Written instruction:
Format all the lines of the entries below as one numbered list, dropping any blank lines.

(Coordinate annotation entries)
......

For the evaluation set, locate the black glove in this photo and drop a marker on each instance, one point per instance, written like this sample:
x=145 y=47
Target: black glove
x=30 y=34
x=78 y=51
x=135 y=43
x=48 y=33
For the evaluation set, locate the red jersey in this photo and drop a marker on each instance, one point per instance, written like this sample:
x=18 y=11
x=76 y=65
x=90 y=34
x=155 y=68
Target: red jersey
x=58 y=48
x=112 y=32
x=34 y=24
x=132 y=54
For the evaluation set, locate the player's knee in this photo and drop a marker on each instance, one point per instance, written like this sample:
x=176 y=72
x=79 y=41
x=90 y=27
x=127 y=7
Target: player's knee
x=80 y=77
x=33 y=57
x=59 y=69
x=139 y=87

......

Reply:
1. For the evaluation set, locate the black glove in this photo and drop a marker on each instance, one point per instance, written like this sample:
2. x=145 y=47
3. Target: black glove
4. x=30 y=34
5. x=78 y=51
6. x=135 y=43
7. x=48 y=33
8. For the evaluation set, locate the red jersey in this photo and drop a marker on each instance, one point per instance, written like this sample:
9. x=18 y=11
10. x=76 y=65
11. x=90 y=34
12. x=155 y=68
13. Target: red jersey
14. x=58 y=48
15. x=112 y=32
16. x=34 y=24
17. x=132 y=54
18. For the evaluation set, locate the player's knee in this photo and drop a marker on each instance, one point per instance, written like this sample:
19. x=176 y=72
20. x=79 y=41
21. x=90 y=27
22. x=127 y=7
23. Target: player's knee
24. x=80 y=77
25. x=33 y=57
26. x=59 y=69
27. x=139 y=87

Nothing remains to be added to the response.